GIVEN PROBLEM> Convert every one of the entries below into a numbered list with one line per item, skipping blank lines and omitting the pictures.

┌──

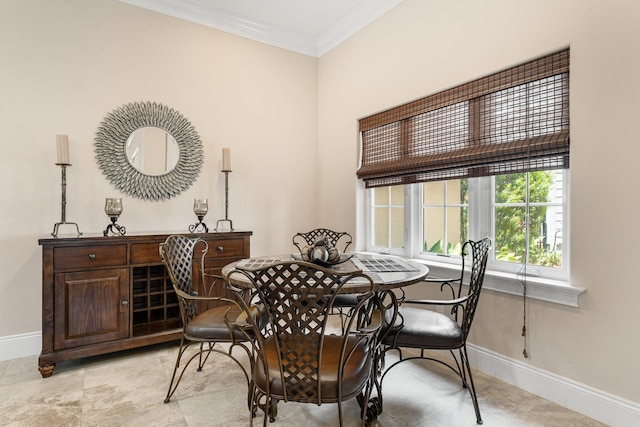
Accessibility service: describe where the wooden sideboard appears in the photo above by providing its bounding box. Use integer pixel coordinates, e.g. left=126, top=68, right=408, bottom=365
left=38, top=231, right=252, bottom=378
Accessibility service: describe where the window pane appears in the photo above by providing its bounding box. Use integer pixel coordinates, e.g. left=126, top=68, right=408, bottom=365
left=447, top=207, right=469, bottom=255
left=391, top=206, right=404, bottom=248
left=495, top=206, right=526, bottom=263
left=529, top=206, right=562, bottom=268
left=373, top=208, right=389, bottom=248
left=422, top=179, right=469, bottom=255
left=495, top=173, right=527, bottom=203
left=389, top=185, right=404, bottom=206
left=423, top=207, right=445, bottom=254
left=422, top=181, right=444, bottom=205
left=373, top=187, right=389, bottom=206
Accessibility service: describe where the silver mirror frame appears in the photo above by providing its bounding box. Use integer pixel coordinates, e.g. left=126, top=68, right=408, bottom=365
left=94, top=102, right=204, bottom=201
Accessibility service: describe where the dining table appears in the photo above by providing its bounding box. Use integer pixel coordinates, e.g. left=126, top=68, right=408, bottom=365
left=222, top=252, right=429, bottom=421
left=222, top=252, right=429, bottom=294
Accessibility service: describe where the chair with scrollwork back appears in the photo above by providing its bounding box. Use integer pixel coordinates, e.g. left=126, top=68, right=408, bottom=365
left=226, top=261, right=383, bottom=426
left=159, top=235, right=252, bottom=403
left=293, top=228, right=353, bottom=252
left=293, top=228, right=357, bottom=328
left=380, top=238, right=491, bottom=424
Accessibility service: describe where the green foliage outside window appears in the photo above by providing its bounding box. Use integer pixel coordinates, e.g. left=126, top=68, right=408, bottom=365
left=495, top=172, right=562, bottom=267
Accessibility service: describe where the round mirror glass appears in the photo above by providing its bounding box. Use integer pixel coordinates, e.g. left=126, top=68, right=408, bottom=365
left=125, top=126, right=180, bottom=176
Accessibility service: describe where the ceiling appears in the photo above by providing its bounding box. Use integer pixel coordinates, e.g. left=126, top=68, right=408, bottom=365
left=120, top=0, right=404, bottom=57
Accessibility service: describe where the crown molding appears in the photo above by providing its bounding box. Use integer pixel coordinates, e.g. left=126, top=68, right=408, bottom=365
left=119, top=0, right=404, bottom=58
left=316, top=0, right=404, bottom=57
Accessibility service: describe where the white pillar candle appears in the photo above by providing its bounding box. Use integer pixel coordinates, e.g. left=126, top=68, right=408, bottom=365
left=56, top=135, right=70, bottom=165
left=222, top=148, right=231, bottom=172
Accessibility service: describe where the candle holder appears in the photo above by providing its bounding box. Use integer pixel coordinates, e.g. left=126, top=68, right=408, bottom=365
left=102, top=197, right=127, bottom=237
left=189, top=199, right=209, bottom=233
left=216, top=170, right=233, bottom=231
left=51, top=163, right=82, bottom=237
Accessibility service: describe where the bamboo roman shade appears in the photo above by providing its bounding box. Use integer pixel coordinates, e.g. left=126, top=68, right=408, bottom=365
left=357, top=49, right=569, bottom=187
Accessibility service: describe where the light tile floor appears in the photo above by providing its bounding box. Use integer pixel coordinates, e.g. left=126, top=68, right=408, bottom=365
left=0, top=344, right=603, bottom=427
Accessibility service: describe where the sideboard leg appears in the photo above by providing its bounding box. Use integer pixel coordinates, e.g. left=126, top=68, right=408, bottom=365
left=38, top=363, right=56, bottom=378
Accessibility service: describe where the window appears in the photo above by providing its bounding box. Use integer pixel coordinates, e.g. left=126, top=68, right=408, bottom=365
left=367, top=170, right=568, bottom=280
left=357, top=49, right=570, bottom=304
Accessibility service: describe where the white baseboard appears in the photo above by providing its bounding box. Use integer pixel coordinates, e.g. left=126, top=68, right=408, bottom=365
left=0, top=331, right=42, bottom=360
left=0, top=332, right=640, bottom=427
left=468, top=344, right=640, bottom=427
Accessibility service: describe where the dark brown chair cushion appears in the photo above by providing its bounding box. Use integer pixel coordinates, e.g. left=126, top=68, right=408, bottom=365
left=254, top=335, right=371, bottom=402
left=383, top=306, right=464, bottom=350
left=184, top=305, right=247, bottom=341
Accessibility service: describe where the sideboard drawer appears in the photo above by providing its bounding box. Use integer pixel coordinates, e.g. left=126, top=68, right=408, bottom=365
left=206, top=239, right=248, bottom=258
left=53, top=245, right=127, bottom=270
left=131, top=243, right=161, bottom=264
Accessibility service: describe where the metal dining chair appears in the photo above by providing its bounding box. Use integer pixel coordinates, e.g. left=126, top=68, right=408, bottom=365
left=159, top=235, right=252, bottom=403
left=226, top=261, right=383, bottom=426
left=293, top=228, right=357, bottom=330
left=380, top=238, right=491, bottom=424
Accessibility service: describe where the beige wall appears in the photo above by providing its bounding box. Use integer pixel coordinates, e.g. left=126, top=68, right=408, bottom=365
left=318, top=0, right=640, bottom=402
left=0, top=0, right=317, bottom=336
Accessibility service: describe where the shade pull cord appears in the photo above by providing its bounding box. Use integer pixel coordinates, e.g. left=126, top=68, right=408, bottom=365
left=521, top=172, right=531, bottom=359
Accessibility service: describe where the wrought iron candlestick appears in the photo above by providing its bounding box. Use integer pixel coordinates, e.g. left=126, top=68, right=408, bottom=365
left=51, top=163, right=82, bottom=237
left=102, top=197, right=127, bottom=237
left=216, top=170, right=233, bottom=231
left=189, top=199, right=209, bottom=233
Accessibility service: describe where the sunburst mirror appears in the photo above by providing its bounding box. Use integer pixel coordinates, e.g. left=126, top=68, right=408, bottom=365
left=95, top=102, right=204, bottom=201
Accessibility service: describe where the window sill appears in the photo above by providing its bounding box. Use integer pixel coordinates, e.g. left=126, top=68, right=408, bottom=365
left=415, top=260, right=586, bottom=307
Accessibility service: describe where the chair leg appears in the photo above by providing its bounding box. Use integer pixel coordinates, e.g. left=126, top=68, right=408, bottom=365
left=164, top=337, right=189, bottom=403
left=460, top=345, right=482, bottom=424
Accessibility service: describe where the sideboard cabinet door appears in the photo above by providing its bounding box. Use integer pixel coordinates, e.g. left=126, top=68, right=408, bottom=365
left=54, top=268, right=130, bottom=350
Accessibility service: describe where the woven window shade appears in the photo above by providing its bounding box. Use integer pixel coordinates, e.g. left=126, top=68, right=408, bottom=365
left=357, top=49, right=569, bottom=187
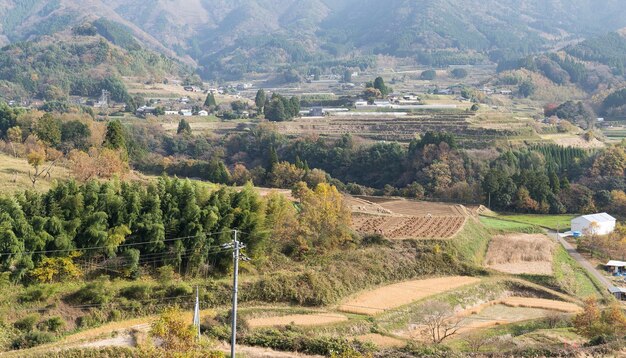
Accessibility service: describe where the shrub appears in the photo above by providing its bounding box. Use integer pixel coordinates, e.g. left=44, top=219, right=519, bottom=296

└──

TASK RESPONSE>
1. Accessibility service: describe where the wooden sideboard appears in the photo above by providing its bounding box. Use integer pixel coordinates, e.g. left=126, top=68, right=408, bottom=365
2. left=38, top=231, right=252, bottom=378
3. Accessibility service: describe where the window pane appears in the photo above by providing its bounding box. Use integer pixel coordinates, e.g. left=126, top=68, right=408, bottom=365
4. left=447, top=207, right=469, bottom=255
5. left=391, top=206, right=404, bottom=248
6. left=495, top=206, right=526, bottom=263
7. left=529, top=206, right=562, bottom=268
8. left=373, top=208, right=389, bottom=248
9. left=422, top=179, right=469, bottom=255
10. left=495, top=173, right=527, bottom=203
11. left=389, top=185, right=404, bottom=206
12. left=423, top=207, right=445, bottom=254
13. left=422, top=181, right=444, bottom=205
14. left=373, top=187, right=389, bottom=206
15. Accessibility service: describe where the silver mirror frame appears in the photo above by providing its bounding box. Use integer pixel coordinates, e.g. left=126, top=68, right=408, bottom=365
16. left=94, top=102, right=204, bottom=201
17. Accessibility service: describe where the dining table appears in the photo above by providing its bounding box. Use integer pixel coordinates, e.g. left=126, top=68, right=408, bottom=365
18. left=222, top=252, right=429, bottom=421
19. left=222, top=252, right=429, bottom=294
20. Accessibility service: describe where the chair with scrollwork back appears in the photo above by providing its bounding box. Use integer pixel coordinates, e.g. left=126, top=68, right=408, bottom=365
21. left=226, top=261, right=383, bottom=426
22. left=159, top=235, right=252, bottom=403
23. left=293, top=228, right=353, bottom=252
24. left=293, top=228, right=357, bottom=328
25. left=380, top=238, right=491, bottom=424
26. Accessibility service: describe where the green foliage outside window appears in the photo above by providing its bounding box. Use integer pixel coordinates, e.g. left=126, top=68, right=408, bottom=365
27. left=495, top=172, right=562, bottom=267
28. Accessibility service: describe where the round mirror glass appears in the photo above by providing its bounding box. Use integer pixel coordinates, e.g. left=126, top=68, right=408, bottom=365
29. left=125, top=126, right=180, bottom=176
30. Accessibility service: describe where the ceiling appears in the photo above by providing its bounding box. Use integer pixel coordinates, e.g. left=126, top=68, right=408, bottom=365
31. left=120, top=0, right=404, bottom=57
32. Accessibility service: describe where the crown molding appears in the photo above by providing its bounding box. Use integer pixel coordinates, e.g. left=126, top=68, right=408, bottom=365
33. left=119, top=0, right=404, bottom=58
34. left=316, top=0, right=404, bottom=57
35. Accessibility service: describe where the white pillar candle appears in the photo above by providing its bounding box. Use integer pixel coordinates, e.g. left=126, top=68, right=408, bottom=365
36. left=56, top=135, right=70, bottom=165
37. left=222, top=148, right=231, bottom=172
38. Accessibility service: describe where the candle holder appears in the photo above by providing its bounding box. Use integer pixel coordinates, e.g. left=126, top=68, right=408, bottom=365
39. left=102, top=197, right=127, bottom=237
40. left=189, top=199, right=209, bottom=233
41. left=216, top=170, right=233, bottom=231
42. left=51, top=163, right=82, bottom=237
43. Accessibility service: describe where the bamboo roman shade appears in the photo above by providing its bounding box. Use integer pixel coordinates, e.g. left=126, top=68, right=408, bottom=365
44. left=357, top=49, right=569, bottom=187
45. Accessibility service: describe where the light tile floor appears in the photo above by providing its bounding box. Use integer pixel coordinates, e.g. left=126, top=68, right=408, bottom=365
46. left=0, top=344, right=603, bottom=427
47. Accessibility service: describe where the sideboard leg appears in the photo above by providing its bounding box. Use integer pixel coordinates, e.g. left=126, top=68, right=408, bottom=365
48. left=38, top=363, right=56, bottom=378
49. Accessibility service: describe where the window appears in the photo above by providing its bounding box. Use integer pixel coordinates, e.g. left=126, top=68, right=408, bottom=365
50. left=367, top=170, right=568, bottom=280
51. left=357, top=49, right=570, bottom=304
52. Accessibility service: describe where the white baseboard appears in the photo above by providing its bounding box. Use integer pixel coordinates, e.g. left=126, top=68, right=408, bottom=365
53. left=0, top=331, right=42, bottom=360
54. left=0, top=332, right=640, bottom=427
55. left=468, top=344, right=640, bottom=427
56. Accessibility service: describe where the dark brown chair cushion appears in the photo above by providing its bounding box. Use integer pixel coordinates, e.g. left=126, top=68, right=408, bottom=365
57. left=254, top=335, right=371, bottom=402
58. left=383, top=306, right=464, bottom=350
59. left=184, top=305, right=247, bottom=341
60. Accessibility service: describe where the sideboard drawer appears in the photo above by providing its bounding box. Use integer pixel coordinates, e.g. left=126, top=68, right=408, bottom=365
61. left=206, top=239, right=248, bottom=258
62. left=53, top=245, right=127, bottom=270
63. left=131, top=243, right=161, bottom=264
64. Accessibility service: describe where the metal dining chair appears in the photo above by providing its bounding box. Use integer pixel coordinates, e.g. left=126, top=68, right=408, bottom=365
65. left=159, top=235, right=252, bottom=403
66. left=226, top=261, right=383, bottom=426
67. left=293, top=228, right=357, bottom=330
68. left=380, top=238, right=491, bottom=424
69. Accessibility service: describe where the beige wall appears in the photo above by providing its bounding box. Use integer pixel coordinates, e.g. left=126, top=68, right=408, bottom=365
70. left=318, top=0, right=640, bottom=402
71. left=0, top=0, right=317, bottom=336
72. Accessibility service: describe where the shade pull cord appears in the photo above by providing its bounding box. Use integer pixel coordinates, e.g. left=126, top=68, right=408, bottom=365
73. left=521, top=172, right=531, bottom=359
74. Accessibility service: describe where the wrought iron candlestick appears in the photo above by providing its bounding box. Use integer pixel coordinates, e.g. left=126, top=68, right=408, bottom=365
75. left=51, top=163, right=82, bottom=237
76. left=102, top=197, right=127, bottom=237
77. left=216, top=170, right=233, bottom=231
78. left=189, top=199, right=209, bottom=233
79. Accessibility service: describe where the sunburst mirror appears in the photo above by providing its bounding box. Use integer pixel coordinates, e.g. left=126, top=68, right=408, bottom=365
80. left=95, top=102, right=204, bottom=201
81. Accessibility service: describe where the window sill appears in the photo above by providing its bounding box. Use integer pixel coordinates, e.g. left=126, top=68, right=408, bottom=365
82. left=415, top=260, right=586, bottom=307
83. Accessibility service: describe where the chair leg appears in the photo above by providing its bounding box. Use integer pixel coordinates, e.g. left=126, top=68, right=408, bottom=365
84. left=164, top=337, right=189, bottom=403
85. left=460, top=345, right=482, bottom=424
86. Accessibility service: describe where the sideboard cabinet door appears in the photo above by providing its bounding box. Use integer pixel coordinates, e.g. left=126, top=68, right=408, bottom=365
87. left=54, top=268, right=130, bottom=350
88. Accessibility service: describe where the woven window shade appears in the photo above by providing its bounding box. Use integer pixel coordinates, e.g. left=126, top=68, right=408, bottom=365
89. left=357, top=49, right=569, bottom=187
90. Accessibility service: describe where the shrub appears in the photo above by providing its bounding box. Use integer pixel coordinates, e.g. left=44, top=219, right=519, bottom=296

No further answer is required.